╭─ Exercise text
More than 40 per cent of workers lost income over Covid-19 crisis, poll says
More than a third of people – 42 per cent – lost income because of the Covid-19 pandemic, a poll revealed yesterday.
The Global Research poll showed that 27 per cent of those surveyed had been laid off or had their hours reduced and that 8 per cent lost their jobs.
Leslie Steede, the firm’s director of research, said: “Covid-19 has had a serious impact on Bermuda residents’ income and employment.”
But he added: “Quite encouragingly, two-thirds of residents would be willing to take an approved vaccine.
“Increased education and confidence on the vaccine, and how it can control the spread of the pandemic, could help to further increase residents’ willingness to take an approved vaccine.”
But just over a third of people surveyed – 34 per cent – said they would not be willing to get vaccinated.
A total of 15 per cent said they would take the vaccine as soon as it was available, but 28 per cent said they would hold off for between six months and a year and 22 per cent said they would wait more than a year.
The poll found that people felt the biggest problem the island faced was the economy, with almost half – 49 per cent – listing that as their biggest worry.
Almost 30 per cent said unemployment was their main concern.
A total of 39 per cent said a stronger economy should be the new Government’s top priority and 19 per cent said tackling the jobless figures and adding new jobs should be the number one task.
Education was rated the biggest problem by 11 per cent and 13 per cent said the schools should be the top priority.
Pollsters also found that more than half of those surveyed – 52 per cent – said that non-essential travel overseas should be banned during the pandemic.
Less than a quarter – 23 per cent – said they did not plan to go abroad inside the next six months.
The survey also showed that 63 per cent of people planned to spend less this Christmas – although 36 per cent planned to spend the same as usual and one per cent said they would spend more.
Global Research polled 405 residents aged 18 and over between November 13 and 19.
Results were weighted to take account the island’s population in terms of gender, age and race.
The margin of error was said to plus or minus 4.9 per cent.
╰─
Instructions for the task: From the poll article, list every plan for Christmas spending it reports, with the percentage of people holding each one. Rely only on the poll article for your answers.
╭─ Dataset excerpts
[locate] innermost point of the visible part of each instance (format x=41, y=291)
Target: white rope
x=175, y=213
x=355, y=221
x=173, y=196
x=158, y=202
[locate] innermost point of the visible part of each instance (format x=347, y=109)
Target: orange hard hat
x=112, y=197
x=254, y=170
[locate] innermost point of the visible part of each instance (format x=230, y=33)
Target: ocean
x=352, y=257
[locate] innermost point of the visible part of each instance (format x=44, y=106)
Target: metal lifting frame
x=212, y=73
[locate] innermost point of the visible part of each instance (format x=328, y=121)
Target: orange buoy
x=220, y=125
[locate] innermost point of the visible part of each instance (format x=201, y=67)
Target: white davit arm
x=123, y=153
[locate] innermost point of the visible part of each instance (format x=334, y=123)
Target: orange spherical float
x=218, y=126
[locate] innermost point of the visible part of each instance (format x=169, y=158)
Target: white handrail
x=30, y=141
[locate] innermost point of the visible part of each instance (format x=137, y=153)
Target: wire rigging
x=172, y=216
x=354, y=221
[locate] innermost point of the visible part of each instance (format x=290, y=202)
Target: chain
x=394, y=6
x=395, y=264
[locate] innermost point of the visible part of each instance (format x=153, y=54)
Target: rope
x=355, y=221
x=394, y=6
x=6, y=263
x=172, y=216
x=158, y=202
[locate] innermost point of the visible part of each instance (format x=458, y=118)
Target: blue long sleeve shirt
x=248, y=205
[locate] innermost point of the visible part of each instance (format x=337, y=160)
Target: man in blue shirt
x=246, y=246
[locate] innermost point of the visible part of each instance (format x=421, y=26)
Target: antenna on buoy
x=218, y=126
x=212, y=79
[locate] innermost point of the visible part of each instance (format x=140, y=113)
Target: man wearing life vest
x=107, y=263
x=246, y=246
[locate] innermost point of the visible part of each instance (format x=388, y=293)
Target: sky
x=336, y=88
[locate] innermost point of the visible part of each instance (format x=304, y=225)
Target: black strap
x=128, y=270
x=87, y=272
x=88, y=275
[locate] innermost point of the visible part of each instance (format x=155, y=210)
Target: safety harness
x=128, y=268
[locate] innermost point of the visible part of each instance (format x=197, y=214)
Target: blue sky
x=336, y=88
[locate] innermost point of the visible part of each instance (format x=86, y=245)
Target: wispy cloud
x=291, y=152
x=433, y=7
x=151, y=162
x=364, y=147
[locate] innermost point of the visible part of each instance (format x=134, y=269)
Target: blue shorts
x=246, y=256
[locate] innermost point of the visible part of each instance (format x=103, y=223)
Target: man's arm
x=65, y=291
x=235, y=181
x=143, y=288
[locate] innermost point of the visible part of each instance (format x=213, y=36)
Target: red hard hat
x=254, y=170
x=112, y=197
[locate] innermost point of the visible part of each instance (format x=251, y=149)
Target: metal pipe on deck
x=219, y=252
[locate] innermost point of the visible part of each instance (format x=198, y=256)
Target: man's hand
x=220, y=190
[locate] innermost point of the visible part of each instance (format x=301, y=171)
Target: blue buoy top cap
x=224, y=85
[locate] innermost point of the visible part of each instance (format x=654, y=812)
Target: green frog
╰─
Task output:
- Spend less: 63 per cent
- Spend the same as usual: 36 per cent
- Spend more: one per cent